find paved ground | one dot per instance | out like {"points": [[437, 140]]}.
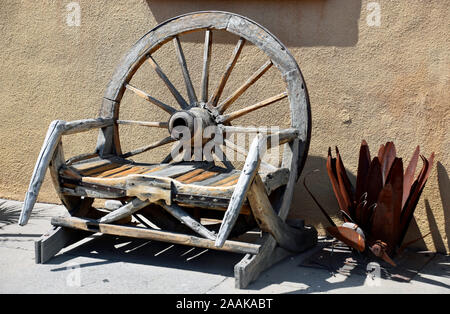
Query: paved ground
{"points": [[116, 265]]}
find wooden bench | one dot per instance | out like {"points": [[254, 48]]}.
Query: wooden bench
{"points": [[170, 201]]}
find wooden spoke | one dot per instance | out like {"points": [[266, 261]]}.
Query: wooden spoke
{"points": [[149, 98], [244, 129], [218, 152], [218, 92], [184, 217], [180, 100], [148, 147], [238, 113], [187, 78], [251, 80], [144, 123], [206, 61]]}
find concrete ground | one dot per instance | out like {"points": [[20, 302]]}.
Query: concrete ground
{"points": [[106, 264]]}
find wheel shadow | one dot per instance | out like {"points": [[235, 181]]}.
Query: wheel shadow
{"points": [[108, 249]]}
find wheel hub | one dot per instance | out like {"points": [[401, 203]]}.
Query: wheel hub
{"points": [[187, 123]]}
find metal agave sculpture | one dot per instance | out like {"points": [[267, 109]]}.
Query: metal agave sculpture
{"points": [[378, 211]]}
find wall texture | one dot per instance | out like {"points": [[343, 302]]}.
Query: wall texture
{"points": [[367, 80]]}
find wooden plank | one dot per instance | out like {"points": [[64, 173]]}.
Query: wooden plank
{"points": [[189, 175], [127, 210], [206, 62], [114, 171], [150, 99], [174, 170], [205, 175], [250, 81], [132, 170], [219, 177], [143, 149], [239, 113], [240, 191], [180, 100], [54, 240], [223, 80], [164, 236], [177, 212], [187, 78], [93, 193], [227, 179]]}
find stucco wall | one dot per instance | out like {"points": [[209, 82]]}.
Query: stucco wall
{"points": [[379, 83]]}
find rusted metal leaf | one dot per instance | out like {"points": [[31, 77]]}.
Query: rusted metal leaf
{"points": [[349, 237], [374, 182], [331, 170], [389, 156], [363, 170], [414, 196], [345, 186], [408, 177], [379, 250], [395, 179], [383, 220]]}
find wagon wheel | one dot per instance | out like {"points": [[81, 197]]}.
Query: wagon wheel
{"points": [[212, 108]]}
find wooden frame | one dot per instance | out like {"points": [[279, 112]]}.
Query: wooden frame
{"points": [[174, 189]]}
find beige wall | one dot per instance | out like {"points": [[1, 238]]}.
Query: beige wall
{"points": [[379, 83]]}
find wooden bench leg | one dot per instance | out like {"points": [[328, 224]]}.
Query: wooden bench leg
{"points": [[54, 240], [251, 266]]}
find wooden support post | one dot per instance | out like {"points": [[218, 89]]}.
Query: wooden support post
{"points": [[55, 131], [177, 212], [237, 199], [289, 238]]}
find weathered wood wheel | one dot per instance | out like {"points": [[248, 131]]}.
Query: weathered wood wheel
{"points": [[175, 196], [211, 108]]}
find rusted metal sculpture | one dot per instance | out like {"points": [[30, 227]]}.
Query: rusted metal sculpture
{"points": [[377, 212]]}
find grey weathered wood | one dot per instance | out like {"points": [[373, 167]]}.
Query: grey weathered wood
{"points": [[51, 141], [187, 78], [206, 62], [55, 131], [143, 149], [239, 113], [151, 124], [240, 191], [243, 151], [151, 99], [251, 266], [54, 240], [127, 210], [90, 192], [79, 126], [175, 170], [223, 80], [250, 81], [177, 212], [164, 236], [289, 238], [180, 100]]}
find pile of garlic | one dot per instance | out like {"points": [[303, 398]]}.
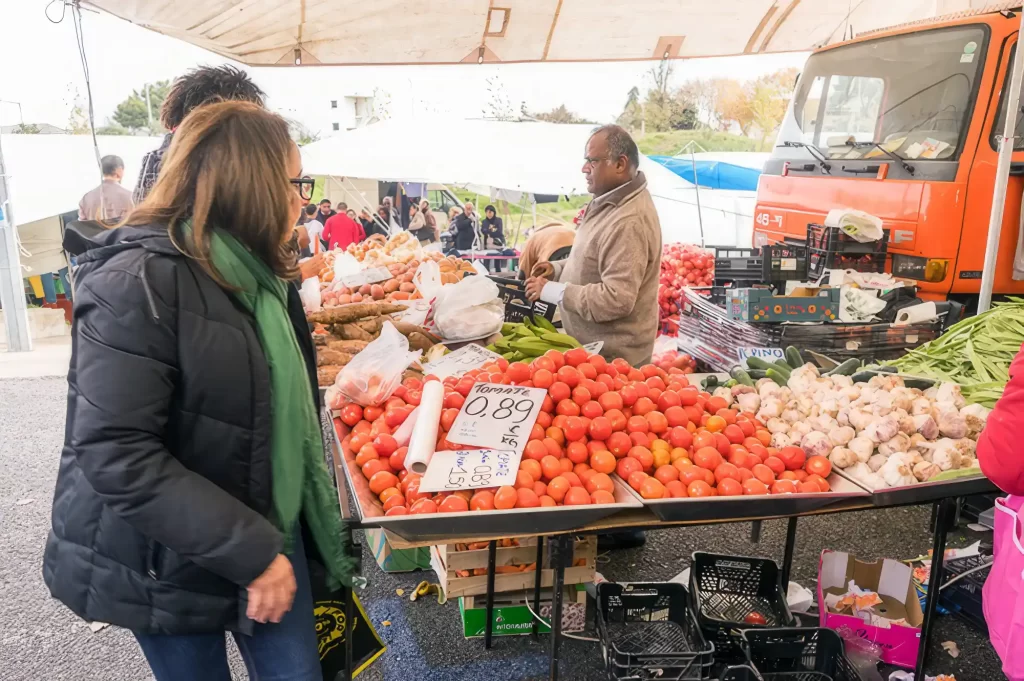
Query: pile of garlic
{"points": [[881, 433]]}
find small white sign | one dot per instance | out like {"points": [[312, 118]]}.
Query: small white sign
{"points": [[499, 417], [766, 353], [458, 363], [470, 469]]}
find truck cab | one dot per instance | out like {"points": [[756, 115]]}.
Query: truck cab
{"points": [[903, 124]]}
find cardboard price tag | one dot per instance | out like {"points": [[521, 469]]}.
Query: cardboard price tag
{"points": [[498, 417], [461, 360], [470, 469]]}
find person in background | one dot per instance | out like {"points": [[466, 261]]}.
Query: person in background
{"points": [[549, 243], [341, 230], [493, 237], [110, 202], [197, 87], [153, 527], [325, 212]]}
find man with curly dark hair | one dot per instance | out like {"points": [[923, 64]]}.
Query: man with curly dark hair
{"points": [[197, 87]]}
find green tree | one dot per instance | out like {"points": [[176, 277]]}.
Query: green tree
{"points": [[132, 113]]}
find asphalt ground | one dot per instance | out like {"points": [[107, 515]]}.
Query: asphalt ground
{"points": [[41, 640]]}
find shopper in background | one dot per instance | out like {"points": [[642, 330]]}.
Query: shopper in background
{"points": [[325, 212], [154, 528], [341, 230], [197, 87], [110, 202]]}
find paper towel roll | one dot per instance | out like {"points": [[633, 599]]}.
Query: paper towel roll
{"points": [[916, 314], [424, 438]]}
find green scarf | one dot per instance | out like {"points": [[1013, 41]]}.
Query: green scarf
{"points": [[301, 481]]}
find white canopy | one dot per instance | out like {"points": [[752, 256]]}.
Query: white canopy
{"points": [[526, 157], [356, 32]]}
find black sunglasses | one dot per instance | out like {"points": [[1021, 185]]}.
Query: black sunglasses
{"points": [[304, 185]]}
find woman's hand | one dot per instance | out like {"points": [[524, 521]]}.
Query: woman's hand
{"points": [[271, 593]]}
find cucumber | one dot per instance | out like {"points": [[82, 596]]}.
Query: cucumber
{"points": [[758, 363], [741, 377], [846, 369]]}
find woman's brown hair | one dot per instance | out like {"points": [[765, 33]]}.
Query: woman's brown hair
{"points": [[226, 168]]}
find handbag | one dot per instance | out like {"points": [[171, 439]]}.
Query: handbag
{"points": [[1003, 595]]}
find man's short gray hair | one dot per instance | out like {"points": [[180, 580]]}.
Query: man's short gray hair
{"points": [[621, 143]]}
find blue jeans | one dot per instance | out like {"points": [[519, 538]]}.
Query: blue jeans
{"points": [[284, 651]]}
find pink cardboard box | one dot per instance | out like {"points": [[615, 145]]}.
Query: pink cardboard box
{"points": [[894, 584]]}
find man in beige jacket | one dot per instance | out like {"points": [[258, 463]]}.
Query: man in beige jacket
{"points": [[607, 288]]}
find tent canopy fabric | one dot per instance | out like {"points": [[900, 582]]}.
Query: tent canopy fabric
{"points": [[712, 174], [354, 32]]}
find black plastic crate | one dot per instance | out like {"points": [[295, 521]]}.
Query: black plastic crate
{"points": [[725, 590], [798, 654], [517, 306], [647, 632], [964, 596]]}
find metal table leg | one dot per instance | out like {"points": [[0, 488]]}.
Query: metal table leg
{"points": [[561, 552], [944, 512], [488, 625], [537, 583], [791, 545]]}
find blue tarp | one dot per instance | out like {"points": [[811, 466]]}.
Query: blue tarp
{"points": [[713, 174]]}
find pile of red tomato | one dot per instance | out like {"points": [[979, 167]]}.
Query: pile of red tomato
{"points": [[663, 436]]}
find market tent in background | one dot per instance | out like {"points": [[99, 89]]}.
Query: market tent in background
{"points": [[352, 32], [515, 158]]}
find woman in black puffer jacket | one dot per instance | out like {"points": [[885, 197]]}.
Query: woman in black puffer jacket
{"points": [[178, 498]]}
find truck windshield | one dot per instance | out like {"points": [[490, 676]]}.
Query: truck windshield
{"points": [[910, 93]]}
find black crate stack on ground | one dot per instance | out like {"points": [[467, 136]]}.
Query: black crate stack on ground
{"points": [[647, 632], [830, 248], [727, 590]]}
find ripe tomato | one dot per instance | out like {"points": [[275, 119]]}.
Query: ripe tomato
{"points": [[819, 466]]}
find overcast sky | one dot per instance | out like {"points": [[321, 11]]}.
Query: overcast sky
{"points": [[42, 73]]}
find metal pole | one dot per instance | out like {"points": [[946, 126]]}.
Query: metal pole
{"points": [[1001, 179], [11, 288]]}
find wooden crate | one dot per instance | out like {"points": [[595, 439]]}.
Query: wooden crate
{"points": [[446, 561]]}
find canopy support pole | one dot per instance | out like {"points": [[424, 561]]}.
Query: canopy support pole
{"points": [[1001, 178], [11, 288]]}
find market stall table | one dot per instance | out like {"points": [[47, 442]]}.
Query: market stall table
{"points": [[545, 525]]}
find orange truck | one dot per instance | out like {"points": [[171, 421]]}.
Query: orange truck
{"points": [[902, 123]]}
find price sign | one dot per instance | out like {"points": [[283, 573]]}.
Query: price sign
{"points": [[766, 353], [470, 469], [458, 363], [498, 416]]}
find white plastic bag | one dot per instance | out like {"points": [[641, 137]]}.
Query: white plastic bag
{"points": [[310, 295], [376, 372], [468, 309]]}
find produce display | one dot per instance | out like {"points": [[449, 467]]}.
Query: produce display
{"points": [[876, 427], [974, 352], [682, 265], [530, 338], [344, 331], [663, 436]]}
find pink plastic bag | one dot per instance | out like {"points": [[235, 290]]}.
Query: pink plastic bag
{"points": [[1003, 597]]}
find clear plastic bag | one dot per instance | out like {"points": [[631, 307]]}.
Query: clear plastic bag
{"points": [[376, 372]]}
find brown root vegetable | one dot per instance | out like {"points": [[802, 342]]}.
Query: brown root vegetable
{"points": [[327, 357], [327, 375]]}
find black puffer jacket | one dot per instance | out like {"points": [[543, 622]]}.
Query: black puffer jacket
{"points": [[160, 514]]}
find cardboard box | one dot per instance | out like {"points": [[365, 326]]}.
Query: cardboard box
{"points": [[805, 304], [395, 560], [445, 562], [512, 618], [893, 582]]}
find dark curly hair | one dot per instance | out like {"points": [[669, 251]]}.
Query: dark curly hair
{"points": [[206, 85]]}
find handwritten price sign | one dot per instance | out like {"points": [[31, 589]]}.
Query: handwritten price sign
{"points": [[498, 417], [470, 469]]}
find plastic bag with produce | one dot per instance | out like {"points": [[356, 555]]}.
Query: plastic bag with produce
{"points": [[376, 372]]}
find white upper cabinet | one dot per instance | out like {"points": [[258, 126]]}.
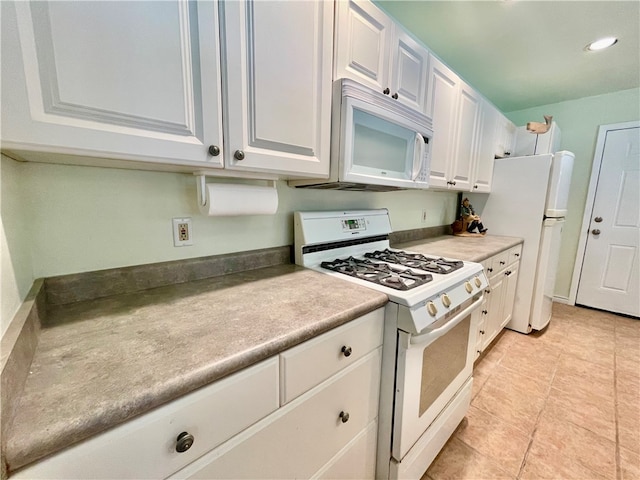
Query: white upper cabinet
{"points": [[277, 86], [139, 85], [505, 137], [467, 138], [409, 70], [442, 106], [362, 36], [375, 51], [490, 117], [126, 80]]}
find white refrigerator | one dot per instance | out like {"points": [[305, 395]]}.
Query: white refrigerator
{"points": [[528, 199]]}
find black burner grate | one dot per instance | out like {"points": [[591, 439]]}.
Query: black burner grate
{"points": [[380, 273], [417, 260]]}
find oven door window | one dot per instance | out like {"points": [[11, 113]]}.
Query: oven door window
{"points": [[442, 362]]}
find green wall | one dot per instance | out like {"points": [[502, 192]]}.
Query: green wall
{"points": [[579, 121], [78, 219]]}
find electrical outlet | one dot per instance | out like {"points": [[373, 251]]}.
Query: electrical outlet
{"points": [[182, 232]]}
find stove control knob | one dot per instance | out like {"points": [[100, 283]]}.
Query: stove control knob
{"points": [[468, 287], [446, 301]]}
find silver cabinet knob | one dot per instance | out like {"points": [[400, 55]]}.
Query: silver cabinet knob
{"points": [[184, 442]]}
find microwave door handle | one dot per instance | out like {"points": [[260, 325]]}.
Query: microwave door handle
{"points": [[418, 155]]}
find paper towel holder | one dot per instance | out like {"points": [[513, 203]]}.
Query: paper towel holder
{"points": [[202, 191]]}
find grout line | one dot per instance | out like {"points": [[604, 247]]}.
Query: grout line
{"points": [[537, 422]]}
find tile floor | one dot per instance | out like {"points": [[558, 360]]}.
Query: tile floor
{"points": [[559, 404]]}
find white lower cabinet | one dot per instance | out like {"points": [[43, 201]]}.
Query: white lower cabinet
{"points": [[497, 309], [299, 439], [146, 447], [237, 428]]}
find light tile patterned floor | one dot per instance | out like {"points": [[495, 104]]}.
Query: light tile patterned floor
{"points": [[559, 404]]}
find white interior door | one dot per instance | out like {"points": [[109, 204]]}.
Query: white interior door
{"points": [[611, 265]]}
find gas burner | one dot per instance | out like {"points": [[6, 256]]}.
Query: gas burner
{"points": [[416, 260], [380, 273]]}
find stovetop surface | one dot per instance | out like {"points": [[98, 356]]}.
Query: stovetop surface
{"points": [[404, 284]]}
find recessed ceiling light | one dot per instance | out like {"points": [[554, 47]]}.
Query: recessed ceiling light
{"points": [[602, 43]]}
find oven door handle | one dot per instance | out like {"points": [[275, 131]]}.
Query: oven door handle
{"points": [[431, 335]]}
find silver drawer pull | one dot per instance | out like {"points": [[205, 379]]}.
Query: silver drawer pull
{"points": [[184, 442]]}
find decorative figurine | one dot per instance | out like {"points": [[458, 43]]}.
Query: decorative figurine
{"points": [[469, 216], [538, 128]]}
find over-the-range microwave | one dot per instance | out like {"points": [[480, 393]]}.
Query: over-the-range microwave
{"points": [[377, 143]]}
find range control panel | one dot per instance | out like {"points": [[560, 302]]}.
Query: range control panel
{"points": [[354, 225]]}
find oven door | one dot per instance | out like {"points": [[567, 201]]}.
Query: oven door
{"points": [[431, 368]]}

- TASK GOAL
Through the line containing "find wooden plank" and no further, restate the data above word for word from its first line, leaving out pictures.

- ANSWER SECTION
find paved ground | one dot per instance | out like {"points": [[437, 140]]}.
Query: paved ground
{"points": [[116, 265]]}
find wooden bench | one dot per instance | out like {"points": [[254, 48]]}.
Query: wooden bench
{"points": [[170, 201]]}
find wooden spoke | one dot per instance | out like {"points": [[266, 261]]}.
Query: wooden spoke
{"points": [[149, 98], [244, 129], [218, 152], [218, 92], [184, 217], [180, 100], [148, 147], [238, 113], [187, 78], [251, 80], [144, 123], [206, 61]]}
find concrete ground | one dot per instance | out like {"points": [[20, 302]]}.
Query: concrete ground
{"points": [[106, 264]]}
find wheel shadow | one dot per instance | out like {"points": [[235, 181]]}.
Query: wheel shadow
{"points": [[108, 249]]}
find wheel hub | one dot per instance | out like {"points": [[401, 203]]}.
Query: wheel hub
{"points": [[187, 123]]}
find metal agave sculpture | one dot per instance | out like {"points": [[267, 109]]}.
Query: metal agave sculpture
{"points": [[378, 211]]}
find wall texture | one dot per instance | out like {"points": [[343, 302]]}.
Query: wall texture
{"points": [[367, 80]]}
find wooden plank | one dot per instance | out like {"points": [[64, 173]]}.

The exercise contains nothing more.